* Requisitos da tarefa:
1. Segundo o acórdão, quem é o relator do processo?
2. Filtre a listagem e copie cada linha que contenha a palavra "panda".

Acórdãos TCAN

Acórdão do Tribunal Central Administrativo Norte
Processo:01755/23.0BEPRT
Secção:1ª Secção - Contencioso Administrativo
Data do Acordão:02/16/2024
Tribunal:TAF de Coimbra
Relator:Ricardo de Oliveira e Sousa
Descritores:NÃO ADJUDICAÇÃO DO PROCEDIMENTO CONCURSAL;
FALTA DE FUNDAMENTAÇÃO; CONDENAÇÃO À PRÀTICA DE ATO DEVIDO;
EXECUÇÃO DE SENTENÇA ANULATÓRIA; PRINCIPIO DE SEPARAÇÃO DE PODERES;
Sumário:
I – Perante a impossibilidade da aquisição do “quadro motivacional integral” subjacente à decisão de extinção do procedimento concursal visado nos autos, deve concluir-se que a fundamentação que a Administração mobiliza é manifestamente insuficiente no sentido da sua conformação com o dever de fundamentação que se impunha neste caso.

II – É jurisprudência assente que a execução de acórdão anulatório de acto por vício de forma decorrente de falta de fundamentação satisfaz-se pela introdução na ordem jurídica de novo acto substitutivo de pronúncia ainda que com o mesmo conteúdo decisório, desde que expugnado do vício que conduziu à anulação.

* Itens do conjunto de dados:
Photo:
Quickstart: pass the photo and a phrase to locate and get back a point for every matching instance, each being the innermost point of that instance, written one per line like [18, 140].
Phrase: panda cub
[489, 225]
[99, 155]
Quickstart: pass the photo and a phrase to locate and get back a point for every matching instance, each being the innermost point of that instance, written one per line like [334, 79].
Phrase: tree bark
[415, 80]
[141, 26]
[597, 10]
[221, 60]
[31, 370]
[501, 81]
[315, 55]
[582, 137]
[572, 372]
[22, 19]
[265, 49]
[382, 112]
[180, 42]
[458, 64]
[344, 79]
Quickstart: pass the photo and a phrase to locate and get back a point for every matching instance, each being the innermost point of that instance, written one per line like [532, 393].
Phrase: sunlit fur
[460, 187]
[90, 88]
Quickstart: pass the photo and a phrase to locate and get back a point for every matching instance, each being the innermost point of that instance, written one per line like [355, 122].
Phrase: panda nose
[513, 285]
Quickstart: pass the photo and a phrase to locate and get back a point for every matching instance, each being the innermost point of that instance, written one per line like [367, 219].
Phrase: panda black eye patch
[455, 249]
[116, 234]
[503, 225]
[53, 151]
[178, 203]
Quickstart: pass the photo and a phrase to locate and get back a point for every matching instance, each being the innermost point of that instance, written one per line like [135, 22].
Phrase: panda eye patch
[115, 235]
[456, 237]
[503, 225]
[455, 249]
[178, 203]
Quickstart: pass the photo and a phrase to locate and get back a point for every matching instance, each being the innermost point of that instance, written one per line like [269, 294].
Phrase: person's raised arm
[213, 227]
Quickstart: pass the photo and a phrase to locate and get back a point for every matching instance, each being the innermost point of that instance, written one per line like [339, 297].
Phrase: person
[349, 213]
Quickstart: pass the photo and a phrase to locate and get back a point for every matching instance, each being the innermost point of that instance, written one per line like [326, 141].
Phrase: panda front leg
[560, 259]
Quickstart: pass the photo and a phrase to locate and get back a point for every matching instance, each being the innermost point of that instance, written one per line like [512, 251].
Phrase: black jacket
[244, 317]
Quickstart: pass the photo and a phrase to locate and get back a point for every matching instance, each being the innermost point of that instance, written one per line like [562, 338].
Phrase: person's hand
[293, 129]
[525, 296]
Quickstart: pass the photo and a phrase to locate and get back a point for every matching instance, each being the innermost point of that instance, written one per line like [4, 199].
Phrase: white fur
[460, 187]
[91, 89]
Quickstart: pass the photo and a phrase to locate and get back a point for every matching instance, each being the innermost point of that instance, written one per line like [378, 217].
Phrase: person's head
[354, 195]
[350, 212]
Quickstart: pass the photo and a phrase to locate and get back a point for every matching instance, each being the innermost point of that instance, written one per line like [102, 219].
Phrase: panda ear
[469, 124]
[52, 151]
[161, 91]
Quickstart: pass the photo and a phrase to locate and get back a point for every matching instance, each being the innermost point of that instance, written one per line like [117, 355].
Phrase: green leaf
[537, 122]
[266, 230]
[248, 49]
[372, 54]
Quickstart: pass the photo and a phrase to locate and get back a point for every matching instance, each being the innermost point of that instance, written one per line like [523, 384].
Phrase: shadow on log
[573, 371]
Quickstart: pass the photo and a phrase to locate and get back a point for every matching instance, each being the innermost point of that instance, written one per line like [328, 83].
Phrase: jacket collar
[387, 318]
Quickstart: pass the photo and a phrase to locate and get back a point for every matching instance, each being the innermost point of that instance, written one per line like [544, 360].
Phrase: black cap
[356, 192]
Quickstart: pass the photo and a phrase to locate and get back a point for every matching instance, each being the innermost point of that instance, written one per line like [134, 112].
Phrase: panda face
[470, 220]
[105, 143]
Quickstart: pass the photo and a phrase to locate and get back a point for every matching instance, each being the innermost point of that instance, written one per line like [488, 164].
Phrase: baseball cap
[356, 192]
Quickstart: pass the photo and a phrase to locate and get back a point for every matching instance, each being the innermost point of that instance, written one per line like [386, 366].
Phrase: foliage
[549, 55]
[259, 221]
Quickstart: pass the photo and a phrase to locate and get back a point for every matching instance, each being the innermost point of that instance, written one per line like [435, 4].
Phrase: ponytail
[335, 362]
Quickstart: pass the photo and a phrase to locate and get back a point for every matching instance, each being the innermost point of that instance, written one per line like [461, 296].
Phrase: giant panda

* Soluções das tarefas:
1. Ricardo de Oliveira e Sousa.

2.
Phrase: panda cub
Phrase: panda nose
Phrase: panda black eye patch
Phrase: panda eye patch
Phrase: panda front leg
Phrase: panda ear
Phrase: panda face
Phrase: giant panda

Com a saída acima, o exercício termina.